Instruction:
Reproduce the data below word for word, beginning with the line that contains "Kindly place a point on the grassy" and continuing through the line that contains "[(419, 126), (268, 91)]".

(Point labeling data)
····················
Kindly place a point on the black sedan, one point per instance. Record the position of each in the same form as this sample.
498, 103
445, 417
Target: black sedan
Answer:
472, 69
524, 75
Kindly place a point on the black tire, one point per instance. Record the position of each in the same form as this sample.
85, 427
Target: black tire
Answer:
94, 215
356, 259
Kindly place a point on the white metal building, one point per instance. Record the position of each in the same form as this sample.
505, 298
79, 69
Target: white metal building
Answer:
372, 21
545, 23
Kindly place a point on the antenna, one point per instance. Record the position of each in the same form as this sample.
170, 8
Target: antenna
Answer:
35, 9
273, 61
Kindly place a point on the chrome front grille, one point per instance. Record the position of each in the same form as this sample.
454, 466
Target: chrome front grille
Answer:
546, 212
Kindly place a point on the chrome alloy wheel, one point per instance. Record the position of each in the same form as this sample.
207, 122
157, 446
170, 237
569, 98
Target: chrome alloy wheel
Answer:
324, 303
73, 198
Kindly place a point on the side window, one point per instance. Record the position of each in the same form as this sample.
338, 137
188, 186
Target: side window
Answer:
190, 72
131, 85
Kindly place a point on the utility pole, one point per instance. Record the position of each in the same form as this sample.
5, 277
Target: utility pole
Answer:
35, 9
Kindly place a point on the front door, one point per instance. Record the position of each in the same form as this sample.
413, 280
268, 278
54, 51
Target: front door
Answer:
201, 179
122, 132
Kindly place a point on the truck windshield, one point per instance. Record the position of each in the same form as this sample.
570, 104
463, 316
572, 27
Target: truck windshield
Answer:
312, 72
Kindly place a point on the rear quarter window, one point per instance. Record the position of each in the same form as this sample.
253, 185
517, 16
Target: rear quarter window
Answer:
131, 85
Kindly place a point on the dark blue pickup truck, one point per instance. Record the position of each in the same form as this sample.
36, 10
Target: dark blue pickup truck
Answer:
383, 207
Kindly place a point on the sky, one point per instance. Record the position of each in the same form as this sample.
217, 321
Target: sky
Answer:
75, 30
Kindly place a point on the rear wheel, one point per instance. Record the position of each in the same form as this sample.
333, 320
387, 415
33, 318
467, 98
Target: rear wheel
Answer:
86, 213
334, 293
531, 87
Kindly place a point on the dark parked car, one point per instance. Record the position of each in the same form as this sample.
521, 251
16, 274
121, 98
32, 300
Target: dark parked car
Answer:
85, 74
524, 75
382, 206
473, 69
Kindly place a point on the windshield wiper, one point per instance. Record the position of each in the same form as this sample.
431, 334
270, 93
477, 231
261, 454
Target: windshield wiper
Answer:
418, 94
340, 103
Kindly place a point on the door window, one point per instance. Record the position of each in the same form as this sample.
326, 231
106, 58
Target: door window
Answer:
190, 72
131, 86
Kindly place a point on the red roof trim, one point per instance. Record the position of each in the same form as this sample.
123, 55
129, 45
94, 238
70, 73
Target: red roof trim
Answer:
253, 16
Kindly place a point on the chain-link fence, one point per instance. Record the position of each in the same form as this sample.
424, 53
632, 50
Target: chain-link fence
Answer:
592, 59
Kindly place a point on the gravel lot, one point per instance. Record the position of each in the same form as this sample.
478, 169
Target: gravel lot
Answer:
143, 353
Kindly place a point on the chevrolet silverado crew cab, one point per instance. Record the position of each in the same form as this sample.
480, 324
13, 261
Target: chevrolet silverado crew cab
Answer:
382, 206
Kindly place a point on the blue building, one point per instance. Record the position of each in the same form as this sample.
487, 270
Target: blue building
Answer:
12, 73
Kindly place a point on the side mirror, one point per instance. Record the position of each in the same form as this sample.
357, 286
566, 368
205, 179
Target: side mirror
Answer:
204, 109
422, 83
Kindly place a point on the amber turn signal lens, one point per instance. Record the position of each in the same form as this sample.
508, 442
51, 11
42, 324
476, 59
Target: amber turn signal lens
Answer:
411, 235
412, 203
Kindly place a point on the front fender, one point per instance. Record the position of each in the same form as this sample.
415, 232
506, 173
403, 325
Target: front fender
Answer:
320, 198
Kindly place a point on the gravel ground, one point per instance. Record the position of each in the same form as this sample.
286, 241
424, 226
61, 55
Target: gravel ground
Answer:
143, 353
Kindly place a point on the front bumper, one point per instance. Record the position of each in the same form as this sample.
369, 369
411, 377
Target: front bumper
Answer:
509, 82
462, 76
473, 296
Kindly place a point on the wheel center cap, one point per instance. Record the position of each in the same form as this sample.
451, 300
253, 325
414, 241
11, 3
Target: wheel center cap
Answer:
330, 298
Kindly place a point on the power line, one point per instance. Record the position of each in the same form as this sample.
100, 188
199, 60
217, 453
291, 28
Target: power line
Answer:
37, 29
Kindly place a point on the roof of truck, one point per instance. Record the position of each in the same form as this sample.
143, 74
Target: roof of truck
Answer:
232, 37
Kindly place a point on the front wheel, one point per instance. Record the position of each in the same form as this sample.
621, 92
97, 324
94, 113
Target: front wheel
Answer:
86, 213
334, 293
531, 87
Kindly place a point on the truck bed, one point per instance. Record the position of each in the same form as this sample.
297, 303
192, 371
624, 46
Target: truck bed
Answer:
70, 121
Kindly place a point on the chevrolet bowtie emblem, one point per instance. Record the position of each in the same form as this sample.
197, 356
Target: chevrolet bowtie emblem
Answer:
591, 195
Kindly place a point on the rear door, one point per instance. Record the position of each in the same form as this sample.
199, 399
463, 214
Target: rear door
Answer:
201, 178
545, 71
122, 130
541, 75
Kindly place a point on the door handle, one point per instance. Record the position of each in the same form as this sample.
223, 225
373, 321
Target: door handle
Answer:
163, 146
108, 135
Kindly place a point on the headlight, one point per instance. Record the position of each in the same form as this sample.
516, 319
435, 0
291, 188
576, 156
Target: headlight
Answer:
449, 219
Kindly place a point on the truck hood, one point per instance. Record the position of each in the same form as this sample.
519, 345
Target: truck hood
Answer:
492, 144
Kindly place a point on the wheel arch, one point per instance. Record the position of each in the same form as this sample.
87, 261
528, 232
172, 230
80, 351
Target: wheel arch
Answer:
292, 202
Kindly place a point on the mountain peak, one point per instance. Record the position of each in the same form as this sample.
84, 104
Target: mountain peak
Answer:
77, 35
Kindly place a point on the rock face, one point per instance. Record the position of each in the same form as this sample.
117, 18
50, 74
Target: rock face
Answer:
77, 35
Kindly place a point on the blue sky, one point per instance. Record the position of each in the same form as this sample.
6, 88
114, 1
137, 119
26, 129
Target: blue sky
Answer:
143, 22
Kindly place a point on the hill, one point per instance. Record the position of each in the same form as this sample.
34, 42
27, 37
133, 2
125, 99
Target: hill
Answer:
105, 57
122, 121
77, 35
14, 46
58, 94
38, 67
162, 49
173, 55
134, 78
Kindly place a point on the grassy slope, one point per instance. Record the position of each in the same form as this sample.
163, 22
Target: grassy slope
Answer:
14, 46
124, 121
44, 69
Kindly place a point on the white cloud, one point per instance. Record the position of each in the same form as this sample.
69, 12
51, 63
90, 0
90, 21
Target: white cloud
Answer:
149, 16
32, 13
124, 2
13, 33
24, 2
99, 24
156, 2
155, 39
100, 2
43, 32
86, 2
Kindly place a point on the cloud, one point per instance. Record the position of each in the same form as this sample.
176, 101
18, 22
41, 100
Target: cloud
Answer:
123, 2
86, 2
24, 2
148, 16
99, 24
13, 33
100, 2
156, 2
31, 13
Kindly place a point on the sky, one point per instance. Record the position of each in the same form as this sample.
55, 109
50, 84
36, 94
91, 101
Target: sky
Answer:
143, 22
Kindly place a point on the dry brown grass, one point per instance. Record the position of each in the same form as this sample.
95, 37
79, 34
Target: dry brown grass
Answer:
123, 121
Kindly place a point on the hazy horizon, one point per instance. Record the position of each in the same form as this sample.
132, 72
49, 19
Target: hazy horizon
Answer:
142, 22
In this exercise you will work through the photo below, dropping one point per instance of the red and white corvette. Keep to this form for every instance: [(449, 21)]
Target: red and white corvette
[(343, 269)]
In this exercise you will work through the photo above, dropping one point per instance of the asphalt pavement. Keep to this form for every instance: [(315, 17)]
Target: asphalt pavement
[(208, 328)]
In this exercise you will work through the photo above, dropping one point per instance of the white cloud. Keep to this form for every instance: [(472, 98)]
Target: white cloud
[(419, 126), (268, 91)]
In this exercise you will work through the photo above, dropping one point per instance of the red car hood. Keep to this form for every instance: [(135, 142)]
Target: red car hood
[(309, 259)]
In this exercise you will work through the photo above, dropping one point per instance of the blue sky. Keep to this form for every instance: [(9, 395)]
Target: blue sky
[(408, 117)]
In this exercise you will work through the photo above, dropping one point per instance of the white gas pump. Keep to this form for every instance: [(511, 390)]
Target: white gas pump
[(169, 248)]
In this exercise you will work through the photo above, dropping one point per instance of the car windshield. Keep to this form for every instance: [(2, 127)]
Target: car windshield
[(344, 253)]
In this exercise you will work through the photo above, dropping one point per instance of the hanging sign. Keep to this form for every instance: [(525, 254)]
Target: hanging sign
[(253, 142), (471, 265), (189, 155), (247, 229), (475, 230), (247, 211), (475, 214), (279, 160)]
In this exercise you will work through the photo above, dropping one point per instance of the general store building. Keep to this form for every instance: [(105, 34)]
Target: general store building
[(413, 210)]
····················
Solution to the problem:
Kindly place a point on the grassy slope, one point per instance. Record the position of each in the same form as this sample.
163, 22
Target: grassy slope
Answer:
14, 46
124, 121
44, 69
Kindly place a point on the white cloud, one point per instance. Record the position of each in the same form as this sample.
69, 12
51, 63
90, 0
90, 21
Target: white cloud
Answer:
149, 16
32, 13
124, 2
13, 33
24, 2
99, 24
156, 2
155, 39
100, 2
43, 32
86, 2
Kindly place a point on the cloud, one point per instance. Record the position of each in the same form as this sample.
176, 101
18, 22
41, 100
Target: cloud
Answer:
123, 2
86, 2
24, 2
148, 16
99, 24
13, 33
100, 2
156, 2
31, 13
Kindly place a point on the sky, one point per instance. Record the position of each in the same form as this sample.
55, 109
50, 84
36, 94
91, 101
Target: sky
Answer:
143, 22
Kindly place a point on the dry brown grass, one point per instance. Record the position of each in the same form as this sample.
95, 37
79, 34
Target: dry brown grass
Answer:
123, 121
Kindly place a point on the hazy horizon, one point per instance. Record the position of each in the same form as this sample.
132, 72
49, 19
Target: hazy horizon
Answer:
142, 22
In this exercise you will work through the photo below, dropping one point per instance of the red and white corvette. Keep to this form for every instance: [(449, 21)]
Target: red and white corvette
[(343, 269)]
In this exercise you will work through the photo above, dropping one point per instance of the asphalt pavement. Keep to this form for every instance: [(315, 17)]
Target: asphalt pavement
[(208, 328)]
In this exercise you will work through the photo above, dropping one point per instance of the white cloud. Keep to this form for every instance: [(472, 98)]
Target: white cloud
[(419, 126), (268, 91)]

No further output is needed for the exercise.